* [TAREFAS SOLICITADAS]
- a) Responda, com base no texto sobre o impeachment de Dilma Rousseff:
(i) Em que ano Dilma Rousseff deixou o governo?
(ii) Que frase Eduardo Cunha disse ao votar pelo impeachment?
(iii) A quantos anos de cadeia Eduardo Cunha foi condenado?
- b) Dê continuidade ao texto sobre o impeachment de Dilma Rousseff, começando logo após a última frase apresentada.

Os detratores do governo de Dilma Rousseff dirão sempre que ela sofreu impeachment por causa das famigeradas pedaladas fiscais. No pacote alegado para afastá-la, estava incluída também "a roubalheira do PT" nos dois mandatos de Lula. Mensalão, petrolão, tríplex, sítio...a lista de crimes atribuídos aos dois e ao partido é interminável.

Pedalada fiscal, grosso modo, é um atraso não previsto no pagamento de obrigações fiscais do governo, estratégia usada para dar a impressão de que as finanças estão sob controle. É o crime de responsabilidade que a oposição usou para justificar o pedido de impeachment da presidente. Ela deixou o governo em 2016.

Porém...

Sempre se soube que, sem a colaboração inestimável do presidente da Câmara dos Deputados à época, Eduardo Cunha, a destituição de Dilma Rousseff seria impraticável. "Que Deus tenha misericórdia desta nação", disse o deputado, ao votar pelo impeachment. Ele foi preso menos de dois meses depois, e mais tarde condenado a quinze anos de cadeia por corrupção passiva, lavagem de dinheiro e evasão fraudulenta de divisas.

Um ano antes, Cunha havia decidido acatar uma denúncia contra a presidente, quando o PT não deu garantias de que o apoiaria no Conselho de Ética da Câmara. Ele foi acusado de quebra de decoro parlamentar por manter contas secretas no exterior e de mentir sobre a existência delas em depoimento à CPI da Petrobras. De acordo com as investigações, trustes e offshores foram usados pelo deputado para ocultar patrimônio mantido fora do país e receber propina de contratos da Petrobras.

* [DADOS DE ORIGEM]
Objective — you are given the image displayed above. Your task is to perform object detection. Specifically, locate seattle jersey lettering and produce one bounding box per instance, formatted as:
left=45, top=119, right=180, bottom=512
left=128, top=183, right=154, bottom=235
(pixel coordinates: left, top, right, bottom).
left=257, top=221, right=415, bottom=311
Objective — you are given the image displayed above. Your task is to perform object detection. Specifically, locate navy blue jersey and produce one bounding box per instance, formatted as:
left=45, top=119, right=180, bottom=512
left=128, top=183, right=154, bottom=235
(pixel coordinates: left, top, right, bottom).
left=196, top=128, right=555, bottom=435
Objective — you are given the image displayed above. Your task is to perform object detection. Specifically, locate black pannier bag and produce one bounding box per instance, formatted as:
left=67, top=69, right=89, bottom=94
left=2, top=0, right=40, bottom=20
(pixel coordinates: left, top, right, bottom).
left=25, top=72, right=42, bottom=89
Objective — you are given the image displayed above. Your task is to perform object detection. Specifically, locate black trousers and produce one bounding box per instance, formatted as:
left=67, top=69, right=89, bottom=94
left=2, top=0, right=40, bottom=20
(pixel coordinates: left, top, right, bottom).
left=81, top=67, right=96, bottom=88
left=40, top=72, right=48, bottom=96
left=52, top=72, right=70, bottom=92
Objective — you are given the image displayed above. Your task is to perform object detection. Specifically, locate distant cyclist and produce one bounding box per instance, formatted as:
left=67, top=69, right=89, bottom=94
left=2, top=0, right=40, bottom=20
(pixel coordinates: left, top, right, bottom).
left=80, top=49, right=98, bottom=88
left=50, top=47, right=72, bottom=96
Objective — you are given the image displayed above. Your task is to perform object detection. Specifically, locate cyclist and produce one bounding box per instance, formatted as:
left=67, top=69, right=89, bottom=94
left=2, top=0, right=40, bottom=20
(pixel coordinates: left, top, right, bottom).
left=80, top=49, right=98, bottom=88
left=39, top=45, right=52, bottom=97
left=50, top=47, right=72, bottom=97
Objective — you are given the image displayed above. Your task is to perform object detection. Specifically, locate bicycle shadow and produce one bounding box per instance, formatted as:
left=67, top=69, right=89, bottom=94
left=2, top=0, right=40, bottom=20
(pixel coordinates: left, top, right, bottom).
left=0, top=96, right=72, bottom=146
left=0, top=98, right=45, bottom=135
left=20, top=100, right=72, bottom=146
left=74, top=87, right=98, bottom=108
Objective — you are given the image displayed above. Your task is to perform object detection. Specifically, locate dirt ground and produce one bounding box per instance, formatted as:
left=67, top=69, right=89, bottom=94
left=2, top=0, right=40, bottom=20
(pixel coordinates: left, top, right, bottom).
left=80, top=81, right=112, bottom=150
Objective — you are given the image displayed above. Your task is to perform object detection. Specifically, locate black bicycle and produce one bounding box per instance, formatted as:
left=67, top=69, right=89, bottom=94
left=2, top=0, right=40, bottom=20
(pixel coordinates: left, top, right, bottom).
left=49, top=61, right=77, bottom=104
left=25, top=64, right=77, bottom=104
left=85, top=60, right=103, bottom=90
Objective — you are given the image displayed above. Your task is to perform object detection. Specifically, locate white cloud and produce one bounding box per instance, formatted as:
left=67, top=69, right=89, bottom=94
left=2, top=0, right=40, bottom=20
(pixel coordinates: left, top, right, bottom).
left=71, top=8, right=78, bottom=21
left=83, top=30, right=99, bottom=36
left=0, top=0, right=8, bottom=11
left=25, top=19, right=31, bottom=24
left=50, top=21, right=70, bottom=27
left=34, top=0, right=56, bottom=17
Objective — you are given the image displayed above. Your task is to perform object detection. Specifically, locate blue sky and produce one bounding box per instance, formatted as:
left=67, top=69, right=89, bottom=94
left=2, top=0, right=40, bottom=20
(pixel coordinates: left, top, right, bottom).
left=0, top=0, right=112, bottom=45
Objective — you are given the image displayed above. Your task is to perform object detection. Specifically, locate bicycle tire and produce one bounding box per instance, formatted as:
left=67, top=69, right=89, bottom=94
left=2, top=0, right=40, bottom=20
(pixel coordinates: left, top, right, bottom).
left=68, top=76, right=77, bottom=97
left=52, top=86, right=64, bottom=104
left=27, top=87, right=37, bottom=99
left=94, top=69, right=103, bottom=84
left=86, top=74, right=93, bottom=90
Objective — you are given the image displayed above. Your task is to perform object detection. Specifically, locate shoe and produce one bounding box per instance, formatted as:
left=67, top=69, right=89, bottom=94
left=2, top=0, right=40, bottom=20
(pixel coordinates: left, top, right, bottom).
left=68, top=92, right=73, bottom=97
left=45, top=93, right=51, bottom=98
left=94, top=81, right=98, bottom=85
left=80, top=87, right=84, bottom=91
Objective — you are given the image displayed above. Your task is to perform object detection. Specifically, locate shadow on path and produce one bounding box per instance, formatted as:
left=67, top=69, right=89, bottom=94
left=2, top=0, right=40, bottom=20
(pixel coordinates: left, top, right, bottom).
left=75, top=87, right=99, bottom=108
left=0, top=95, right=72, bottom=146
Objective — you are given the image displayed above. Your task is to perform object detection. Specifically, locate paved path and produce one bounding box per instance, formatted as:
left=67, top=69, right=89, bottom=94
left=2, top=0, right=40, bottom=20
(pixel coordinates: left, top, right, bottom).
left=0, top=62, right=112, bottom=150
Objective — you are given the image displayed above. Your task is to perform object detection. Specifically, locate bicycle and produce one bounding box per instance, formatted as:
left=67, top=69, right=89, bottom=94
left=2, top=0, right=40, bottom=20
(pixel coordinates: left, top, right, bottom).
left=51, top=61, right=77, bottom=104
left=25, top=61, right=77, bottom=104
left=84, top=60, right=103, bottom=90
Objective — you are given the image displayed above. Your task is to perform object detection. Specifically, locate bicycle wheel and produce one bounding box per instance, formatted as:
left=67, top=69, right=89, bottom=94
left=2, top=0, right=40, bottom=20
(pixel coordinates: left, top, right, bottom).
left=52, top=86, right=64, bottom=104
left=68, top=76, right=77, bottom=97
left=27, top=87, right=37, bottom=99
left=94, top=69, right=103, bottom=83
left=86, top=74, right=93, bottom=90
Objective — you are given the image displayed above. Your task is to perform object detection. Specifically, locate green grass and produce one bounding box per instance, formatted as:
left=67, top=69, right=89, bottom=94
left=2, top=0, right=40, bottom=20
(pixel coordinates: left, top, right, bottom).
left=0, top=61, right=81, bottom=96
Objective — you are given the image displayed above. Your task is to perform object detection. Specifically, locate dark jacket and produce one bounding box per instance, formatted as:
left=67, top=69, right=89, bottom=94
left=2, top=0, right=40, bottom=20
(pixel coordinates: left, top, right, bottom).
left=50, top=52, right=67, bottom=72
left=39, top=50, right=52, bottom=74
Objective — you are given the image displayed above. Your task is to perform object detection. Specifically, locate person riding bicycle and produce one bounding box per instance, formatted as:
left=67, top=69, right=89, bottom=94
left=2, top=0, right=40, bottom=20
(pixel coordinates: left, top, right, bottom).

* [RESULTADOS ESPERADOS]
- a)
(i) Em 2016.
(ii) "Que Deus tenha misericórdia desta nação."
(iii) A quinze anos.

- b)
Michel Temer (PMDB), vice-presidente de Rousseff, deu sua importante contribuição ao impeachment, articulando com opositores dela; por sua vez, o senador Romero Jucá costurou o rompimento do PMDB (atual MDB) com o PT .

Memes de sucesso

A despeito de toda a falta jogo de cintura de Rousseff, dos equívocos na condução da economia, das incontáveis impropriedades proferidas em seus pronunciamentos e entrevistas (que viraram memes reproduzidos até hoje com sucesso), juristas renomados afirmavam que não havia crime de responsabilidade na conduta dela.

Já na época, demonstrou-se que outros presidentes haviam produzido pedaladas fiscais, mas àquela altura isso não tinha a menor importância. Tratava-se de um processo político sem volta — o destino dela estava sacramentado.

MBL e Janaína

A Câmara analisa atualmente cerca de trinta pedidos de impeachment contra o presidente Jair Bolsonaro (sem partido), incluindo um do MBL (Movimento Brasil Livre), composto por ex-aliados de primeira hora do presidente.

A deputada Janaína Paschoal (PSL-SP), que foi uma das autoras do pedido de impeachment de Dilma e depois mergulhou de cabeça na campanha de Bolsonaro, agora defende a destituição de seu candidato. Paschoal ficou particularmente indignada com o menosprezo do presidente pela pandemia de covid-19, da qual ela mesma foi vítima.

Há uma semana, partidos de esquerda protocolaram pela primeira vez um pedido coletivo de impeachment de Bolsonaro.

Deus na causa

Pelas declarações do atual presidente da Câmara, Rodrigo Maia, todos os pedidos de impeachment contra Bolsonaro baseados em supostos crimes de responsabilidade podem ser engavetados. "Acho que esse assunto não deve estar na ordem do dia hoje e, se Deus quiser, não deve estar na pauta dos próximos anos", chegou a dizer Maia, para a Globonews.

Entretanto, resta uma esperança: o aparecimento de outro "Eduardo Cunha". Não é uma possibilidade remota. Assim como no fim do governo de Dilma Rousseff, a economia vai muito mal (pior até), o presidente Jair Bolsonaro faz inimigos todos os dias e produz declarações impróprias em quantidades oceânicas (registradas em memes impagáveis).

Mais de um

Não importa que o "Cunha" esteja, como o modelo original, encalacrado na Justiça. Vai ser difícil encontrar um que não esteja. Mas naquele contexto não é grave.

A coluna sugere aos autores dos pedidos de impeachment de Bolsonaro que iniciem com urgência a campanha "Procura-se desesperadamente um 'Eduardo Cunha'". Às vezes, a solução de um problema pode estar mais próxima do que se imagina.